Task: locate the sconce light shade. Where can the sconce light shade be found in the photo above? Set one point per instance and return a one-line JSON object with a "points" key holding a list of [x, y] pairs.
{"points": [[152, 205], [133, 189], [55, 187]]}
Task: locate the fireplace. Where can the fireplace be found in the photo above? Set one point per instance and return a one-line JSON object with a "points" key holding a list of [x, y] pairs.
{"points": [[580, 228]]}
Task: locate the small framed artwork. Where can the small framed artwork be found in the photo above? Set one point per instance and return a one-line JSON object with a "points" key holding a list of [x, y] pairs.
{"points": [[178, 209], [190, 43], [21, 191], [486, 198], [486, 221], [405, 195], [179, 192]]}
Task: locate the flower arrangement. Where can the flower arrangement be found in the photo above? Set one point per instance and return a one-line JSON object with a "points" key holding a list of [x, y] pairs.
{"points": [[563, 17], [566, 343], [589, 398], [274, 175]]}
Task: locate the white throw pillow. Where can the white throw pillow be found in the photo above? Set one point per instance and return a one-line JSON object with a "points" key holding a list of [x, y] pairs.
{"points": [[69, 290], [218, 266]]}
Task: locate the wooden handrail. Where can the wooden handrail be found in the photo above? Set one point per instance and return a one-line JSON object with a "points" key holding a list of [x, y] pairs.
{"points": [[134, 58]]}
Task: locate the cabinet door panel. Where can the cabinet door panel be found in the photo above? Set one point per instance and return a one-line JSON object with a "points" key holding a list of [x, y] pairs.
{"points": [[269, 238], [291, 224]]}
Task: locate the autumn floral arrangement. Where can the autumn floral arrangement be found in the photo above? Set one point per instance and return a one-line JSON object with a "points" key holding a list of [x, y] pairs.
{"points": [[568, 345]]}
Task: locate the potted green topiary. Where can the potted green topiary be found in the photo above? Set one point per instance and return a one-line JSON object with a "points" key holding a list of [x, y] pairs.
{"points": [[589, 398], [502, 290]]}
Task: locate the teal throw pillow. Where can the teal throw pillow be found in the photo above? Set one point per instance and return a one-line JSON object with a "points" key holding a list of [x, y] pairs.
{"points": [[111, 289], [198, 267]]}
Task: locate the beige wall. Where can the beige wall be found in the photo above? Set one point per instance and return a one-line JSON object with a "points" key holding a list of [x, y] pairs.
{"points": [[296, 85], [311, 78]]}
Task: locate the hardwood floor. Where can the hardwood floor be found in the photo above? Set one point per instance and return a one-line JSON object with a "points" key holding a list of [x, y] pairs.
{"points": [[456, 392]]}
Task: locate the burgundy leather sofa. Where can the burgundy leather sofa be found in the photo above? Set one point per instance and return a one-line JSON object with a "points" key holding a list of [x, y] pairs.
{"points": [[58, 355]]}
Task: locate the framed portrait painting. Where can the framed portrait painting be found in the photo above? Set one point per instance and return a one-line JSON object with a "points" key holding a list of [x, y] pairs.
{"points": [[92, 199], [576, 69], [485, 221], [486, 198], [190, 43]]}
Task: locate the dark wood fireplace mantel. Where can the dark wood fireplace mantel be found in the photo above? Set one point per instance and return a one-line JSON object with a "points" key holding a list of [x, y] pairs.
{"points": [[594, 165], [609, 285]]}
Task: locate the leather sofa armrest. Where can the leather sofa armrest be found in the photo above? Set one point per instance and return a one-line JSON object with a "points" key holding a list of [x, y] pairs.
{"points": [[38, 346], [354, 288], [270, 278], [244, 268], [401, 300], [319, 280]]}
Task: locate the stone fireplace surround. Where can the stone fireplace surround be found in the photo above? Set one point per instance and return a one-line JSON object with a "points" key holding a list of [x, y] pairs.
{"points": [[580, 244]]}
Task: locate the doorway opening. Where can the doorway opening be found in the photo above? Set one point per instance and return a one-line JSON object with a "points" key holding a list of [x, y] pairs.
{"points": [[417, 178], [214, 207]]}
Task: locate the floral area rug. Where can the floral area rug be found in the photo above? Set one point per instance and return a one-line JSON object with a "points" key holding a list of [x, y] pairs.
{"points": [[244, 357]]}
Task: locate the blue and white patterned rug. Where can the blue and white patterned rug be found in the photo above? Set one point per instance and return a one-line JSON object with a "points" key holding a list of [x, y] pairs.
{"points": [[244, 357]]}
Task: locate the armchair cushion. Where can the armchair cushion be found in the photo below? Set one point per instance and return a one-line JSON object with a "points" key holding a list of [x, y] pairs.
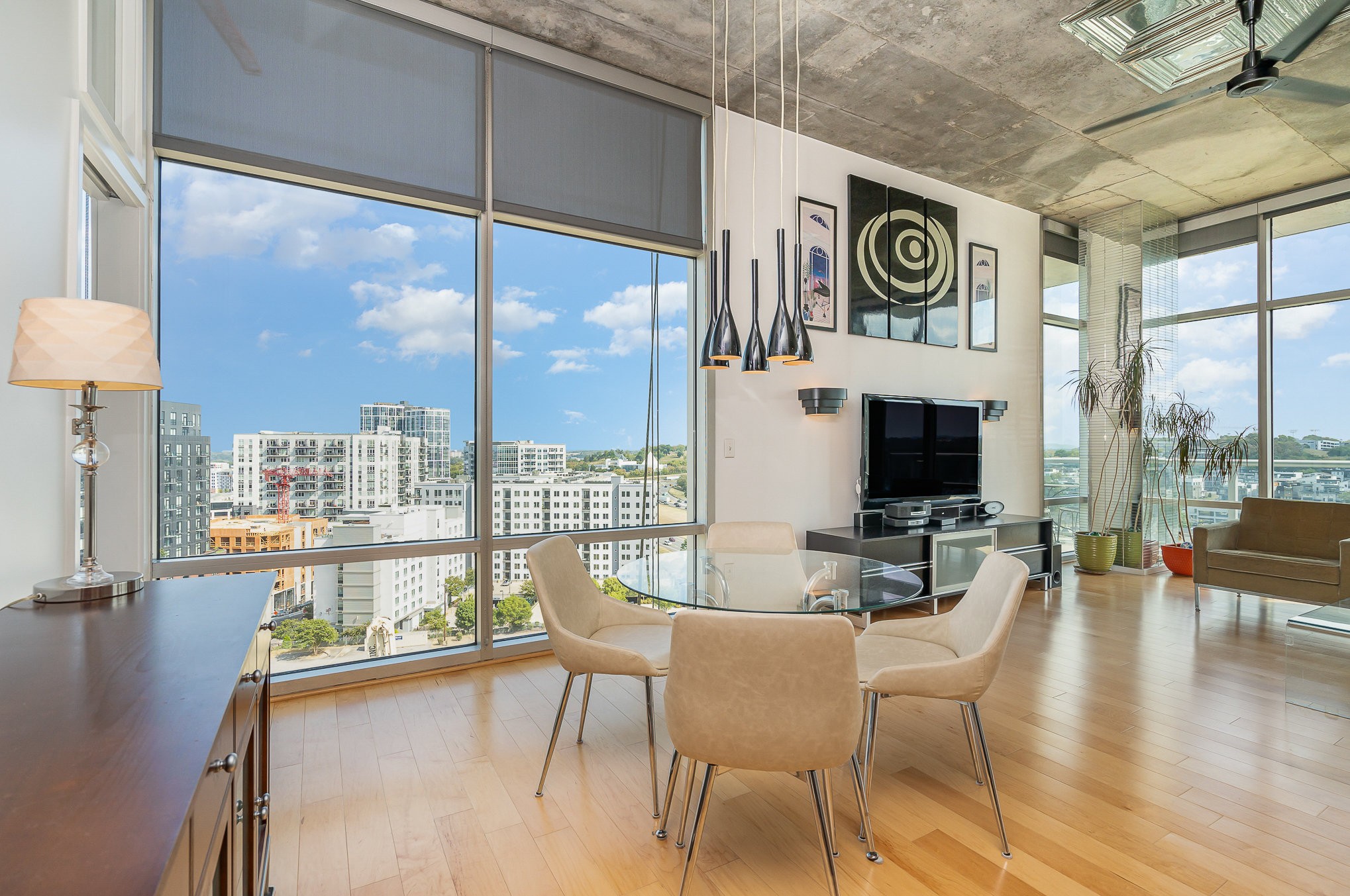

+ + + + +

Print the stretch of the data from the line with "Task: locate the blue" through its last line, exactly and with both ends kept. Omit pictures.

Task: locate the blue and white patterned rug. Where can the blue and white patterned rug be found in the photo above? Set one point per instance and return a one-line JSON object with a "points" key holding a list of [x, y] pairs.
{"points": [[244, 357]]}
Task: locate the armchair cushion. Where can the armchair cushion be found in the photo below? Set one point per instance and return a one-line JSON object with a "points" key holding a list of [x, y] pairs.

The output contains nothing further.